→ MATERIAL FOR THIS TASK
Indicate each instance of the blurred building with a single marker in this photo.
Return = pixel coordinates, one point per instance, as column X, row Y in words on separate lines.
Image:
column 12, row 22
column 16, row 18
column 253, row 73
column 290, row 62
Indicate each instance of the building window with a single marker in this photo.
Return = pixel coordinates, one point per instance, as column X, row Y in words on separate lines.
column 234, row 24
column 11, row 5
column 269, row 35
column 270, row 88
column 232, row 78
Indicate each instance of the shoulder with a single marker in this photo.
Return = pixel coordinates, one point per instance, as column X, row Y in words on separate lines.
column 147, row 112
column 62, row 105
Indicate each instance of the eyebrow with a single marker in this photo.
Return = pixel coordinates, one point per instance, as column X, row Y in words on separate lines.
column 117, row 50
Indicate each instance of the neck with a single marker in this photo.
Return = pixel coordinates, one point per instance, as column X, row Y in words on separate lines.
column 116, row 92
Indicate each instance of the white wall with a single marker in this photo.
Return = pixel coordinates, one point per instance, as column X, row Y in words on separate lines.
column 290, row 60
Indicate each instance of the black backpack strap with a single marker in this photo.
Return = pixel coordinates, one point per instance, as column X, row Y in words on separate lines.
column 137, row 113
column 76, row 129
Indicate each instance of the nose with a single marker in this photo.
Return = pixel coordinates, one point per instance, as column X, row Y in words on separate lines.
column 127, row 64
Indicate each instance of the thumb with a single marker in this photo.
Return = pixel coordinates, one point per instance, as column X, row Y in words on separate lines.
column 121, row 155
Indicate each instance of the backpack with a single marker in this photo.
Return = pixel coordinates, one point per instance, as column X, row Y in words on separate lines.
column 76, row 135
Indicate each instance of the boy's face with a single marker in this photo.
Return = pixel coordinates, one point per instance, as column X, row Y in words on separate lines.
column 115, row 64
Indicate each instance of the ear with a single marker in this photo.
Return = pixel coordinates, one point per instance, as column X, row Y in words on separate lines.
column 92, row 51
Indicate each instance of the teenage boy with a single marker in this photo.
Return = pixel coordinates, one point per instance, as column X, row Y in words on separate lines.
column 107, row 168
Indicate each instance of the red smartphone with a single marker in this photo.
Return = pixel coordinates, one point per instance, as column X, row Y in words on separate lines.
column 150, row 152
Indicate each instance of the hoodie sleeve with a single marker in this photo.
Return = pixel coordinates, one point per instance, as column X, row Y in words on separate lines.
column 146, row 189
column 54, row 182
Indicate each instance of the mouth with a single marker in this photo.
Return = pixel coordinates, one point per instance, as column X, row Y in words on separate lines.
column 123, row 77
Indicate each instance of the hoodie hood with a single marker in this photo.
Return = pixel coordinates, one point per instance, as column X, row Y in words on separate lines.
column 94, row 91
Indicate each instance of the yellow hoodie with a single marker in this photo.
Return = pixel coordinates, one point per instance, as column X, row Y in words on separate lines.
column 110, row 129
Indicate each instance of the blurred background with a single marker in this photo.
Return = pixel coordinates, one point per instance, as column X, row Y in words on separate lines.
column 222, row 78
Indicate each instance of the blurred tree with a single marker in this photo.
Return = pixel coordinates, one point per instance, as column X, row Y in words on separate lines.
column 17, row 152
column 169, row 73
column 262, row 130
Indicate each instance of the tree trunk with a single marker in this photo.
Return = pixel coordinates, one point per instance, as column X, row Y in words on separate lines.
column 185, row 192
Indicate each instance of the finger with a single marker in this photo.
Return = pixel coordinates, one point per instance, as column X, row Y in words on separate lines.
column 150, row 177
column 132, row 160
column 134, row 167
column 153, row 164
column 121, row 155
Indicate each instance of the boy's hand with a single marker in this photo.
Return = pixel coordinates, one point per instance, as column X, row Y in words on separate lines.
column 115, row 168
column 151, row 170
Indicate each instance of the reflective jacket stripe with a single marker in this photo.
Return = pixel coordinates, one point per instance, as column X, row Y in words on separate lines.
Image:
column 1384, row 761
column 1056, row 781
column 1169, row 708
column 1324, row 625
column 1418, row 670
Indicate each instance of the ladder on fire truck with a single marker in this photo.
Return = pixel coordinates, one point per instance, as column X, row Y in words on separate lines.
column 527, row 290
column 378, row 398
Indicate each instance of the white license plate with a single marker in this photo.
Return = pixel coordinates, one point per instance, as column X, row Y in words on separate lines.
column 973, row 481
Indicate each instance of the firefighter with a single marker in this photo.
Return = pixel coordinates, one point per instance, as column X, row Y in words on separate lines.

→ TASK OBJECTIVE
Output the material from the start through the line containing "column 290, row 60" as a CSV with two columns, text and answer. Make one row per entry, putting each field in double quotes and replacing line breaks with spaces.

→ IN RESPONSE
text,answer
"Indicate each instance of the blurred building with a single marker in this photo. Return = pixel coordinates, one point per instance, as column X, row Y in words on separate lines. Image:","column 12, row 22 column 16, row 18 column 253, row 73 column 290, row 62"
"Indicate each instance of the building window with a single marker in this photo. Return = pixel coordinates, one point per instance, as column X, row Y in words on separate lines.","column 234, row 24 column 11, row 5 column 269, row 35 column 270, row 88 column 232, row 78"
"Indicate each instance of the shoulder with a single marker in this photo. Return = pixel coordinates, one point per instance, as column X, row Y in words on separate lines.","column 147, row 112 column 62, row 105"
"Indicate each instance of the eyebrow with a single marker in this photo. Return = pixel coordinates, one point per instance, as column X, row Y in words on separate lines.","column 117, row 50"
"Indicate each instance of the neck with a single marker in this photo. Return = pixel coordinates, one point per instance, as column X, row Y in words on separate lines.","column 116, row 92"
"Indicate each instance of the white wall with a single marker in this photo. Return = pixel coordinates, one point per instance, as column X, row Y in words on separate lines.","column 290, row 60"